### THE EXERCISE
Rewrite the stretch of material from the line containing "One pin marks each instance of the car taillight." through the end, changing "instance" to "occurrence" and leaving everything else as it stands. Give only that stretch.

### MATERIAL SHOWN
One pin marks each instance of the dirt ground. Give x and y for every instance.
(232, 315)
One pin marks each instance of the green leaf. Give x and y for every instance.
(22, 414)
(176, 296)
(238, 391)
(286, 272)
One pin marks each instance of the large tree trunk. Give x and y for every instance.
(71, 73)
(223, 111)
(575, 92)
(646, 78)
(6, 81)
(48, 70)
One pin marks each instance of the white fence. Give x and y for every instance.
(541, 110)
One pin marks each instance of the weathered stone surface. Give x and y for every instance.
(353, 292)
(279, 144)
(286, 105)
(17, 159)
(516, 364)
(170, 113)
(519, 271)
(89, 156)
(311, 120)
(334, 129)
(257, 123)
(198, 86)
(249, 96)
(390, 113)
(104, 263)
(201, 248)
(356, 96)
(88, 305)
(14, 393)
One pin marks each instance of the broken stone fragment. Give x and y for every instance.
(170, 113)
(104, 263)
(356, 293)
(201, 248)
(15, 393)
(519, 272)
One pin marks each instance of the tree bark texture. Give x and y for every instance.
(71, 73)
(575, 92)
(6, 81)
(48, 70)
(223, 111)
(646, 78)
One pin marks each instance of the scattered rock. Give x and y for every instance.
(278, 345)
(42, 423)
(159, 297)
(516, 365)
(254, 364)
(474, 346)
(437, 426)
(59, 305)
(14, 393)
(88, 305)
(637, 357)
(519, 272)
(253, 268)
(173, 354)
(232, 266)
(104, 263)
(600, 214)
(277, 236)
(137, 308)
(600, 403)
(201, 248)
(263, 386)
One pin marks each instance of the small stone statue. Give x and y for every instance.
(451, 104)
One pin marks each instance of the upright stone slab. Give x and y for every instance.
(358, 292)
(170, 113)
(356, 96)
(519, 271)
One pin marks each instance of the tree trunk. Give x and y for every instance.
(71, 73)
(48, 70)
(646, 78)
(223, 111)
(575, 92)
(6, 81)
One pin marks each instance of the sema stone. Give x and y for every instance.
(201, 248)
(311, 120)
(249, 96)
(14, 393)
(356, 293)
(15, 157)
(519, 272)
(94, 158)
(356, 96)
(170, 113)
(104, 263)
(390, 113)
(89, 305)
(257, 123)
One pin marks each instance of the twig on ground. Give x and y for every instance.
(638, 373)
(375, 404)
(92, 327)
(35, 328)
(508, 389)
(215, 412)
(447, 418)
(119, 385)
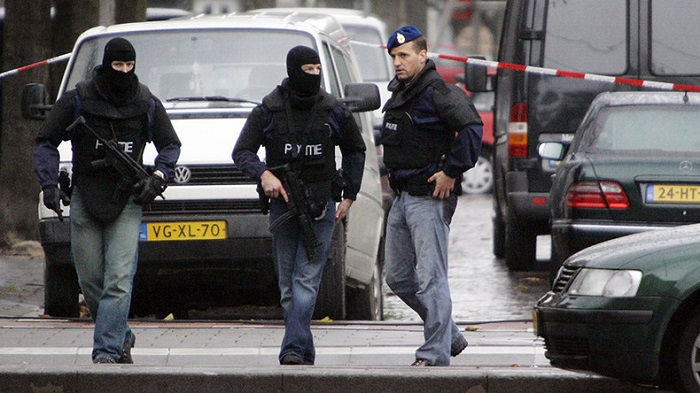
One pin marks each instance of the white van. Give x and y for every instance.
(210, 72)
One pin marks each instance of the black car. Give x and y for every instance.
(641, 39)
(629, 308)
(633, 166)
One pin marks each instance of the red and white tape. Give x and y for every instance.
(56, 59)
(562, 73)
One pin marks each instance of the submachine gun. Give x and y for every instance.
(300, 205)
(130, 170)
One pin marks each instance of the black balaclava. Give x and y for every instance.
(301, 83)
(120, 86)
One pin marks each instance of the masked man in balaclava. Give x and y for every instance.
(106, 207)
(300, 124)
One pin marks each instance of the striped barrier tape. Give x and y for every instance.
(561, 73)
(56, 59)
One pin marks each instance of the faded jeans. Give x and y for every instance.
(299, 278)
(105, 259)
(416, 268)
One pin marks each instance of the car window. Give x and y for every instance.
(669, 128)
(185, 64)
(372, 60)
(675, 48)
(587, 44)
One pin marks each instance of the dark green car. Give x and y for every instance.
(633, 166)
(629, 308)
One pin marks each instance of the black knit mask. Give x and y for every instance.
(300, 82)
(119, 86)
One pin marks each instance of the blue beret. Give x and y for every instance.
(401, 36)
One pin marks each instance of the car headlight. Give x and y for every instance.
(607, 283)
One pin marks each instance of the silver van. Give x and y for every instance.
(210, 72)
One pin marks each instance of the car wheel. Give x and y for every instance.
(520, 248)
(61, 290)
(366, 304)
(479, 179)
(331, 293)
(688, 358)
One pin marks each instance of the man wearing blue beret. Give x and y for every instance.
(431, 135)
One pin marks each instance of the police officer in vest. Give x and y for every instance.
(300, 124)
(106, 213)
(431, 135)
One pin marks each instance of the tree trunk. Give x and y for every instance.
(126, 11)
(21, 46)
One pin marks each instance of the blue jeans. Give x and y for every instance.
(299, 278)
(418, 229)
(105, 259)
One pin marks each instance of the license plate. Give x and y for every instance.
(673, 193)
(535, 328)
(189, 230)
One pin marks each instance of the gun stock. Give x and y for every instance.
(115, 157)
(297, 207)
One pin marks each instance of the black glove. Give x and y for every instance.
(52, 199)
(147, 189)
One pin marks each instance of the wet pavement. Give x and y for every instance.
(483, 289)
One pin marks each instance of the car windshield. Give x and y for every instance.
(649, 128)
(194, 68)
(372, 62)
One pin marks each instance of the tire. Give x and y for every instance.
(331, 293)
(479, 179)
(687, 362)
(367, 304)
(60, 290)
(499, 232)
(521, 241)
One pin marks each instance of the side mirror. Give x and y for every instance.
(361, 97)
(34, 102)
(476, 76)
(552, 150)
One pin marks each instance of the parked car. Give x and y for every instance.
(479, 179)
(633, 166)
(629, 308)
(210, 72)
(644, 39)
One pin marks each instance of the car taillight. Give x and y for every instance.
(517, 131)
(597, 195)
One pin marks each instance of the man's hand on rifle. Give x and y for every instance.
(273, 186)
(148, 188)
(52, 199)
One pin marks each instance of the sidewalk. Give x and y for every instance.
(49, 355)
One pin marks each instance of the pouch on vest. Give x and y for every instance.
(104, 197)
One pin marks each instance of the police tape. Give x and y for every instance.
(56, 59)
(554, 72)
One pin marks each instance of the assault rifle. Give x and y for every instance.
(130, 170)
(299, 205)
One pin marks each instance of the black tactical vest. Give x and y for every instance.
(407, 146)
(102, 188)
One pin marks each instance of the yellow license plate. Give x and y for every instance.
(673, 193)
(535, 328)
(189, 230)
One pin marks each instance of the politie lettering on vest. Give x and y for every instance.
(309, 150)
(127, 146)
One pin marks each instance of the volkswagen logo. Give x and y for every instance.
(686, 166)
(182, 174)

### CORRECT ANSWER
One pin marks each occurrence of the car taillight. Give x and y for every occurrence.
(517, 131)
(597, 195)
One pin marks each occurrence of the man's hand on rifle. Give x and y for every occurrence.
(273, 186)
(148, 188)
(52, 199)
One pin marks each occurrence of the sidewalk. Give x and y for every occurrence.
(49, 355)
One pin marks each occurrence of the pouch on vest. Give x and y for every occurrence.
(104, 197)
One pin marks each occurrence of the police tape. Give x and y for every occurrence.
(56, 59)
(554, 72)
One pin marks each occurrence of the assault rifle. Give x and y for every occurrence.
(130, 170)
(299, 205)
One pin marks each occurrence of the black tactical vest. Give x and y for every occurrence.
(407, 146)
(102, 188)
One pin marks each occurrence of the yellow license plate. Give x and y for every occurrence.
(673, 193)
(535, 328)
(189, 230)
One pin marks each occurrence of the politie lettering on vest. Give x and y for every occurrence.
(309, 150)
(127, 146)
One pin marks each occurrence of the volkswagen logo. Give x and y for every occurrence.
(686, 166)
(182, 174)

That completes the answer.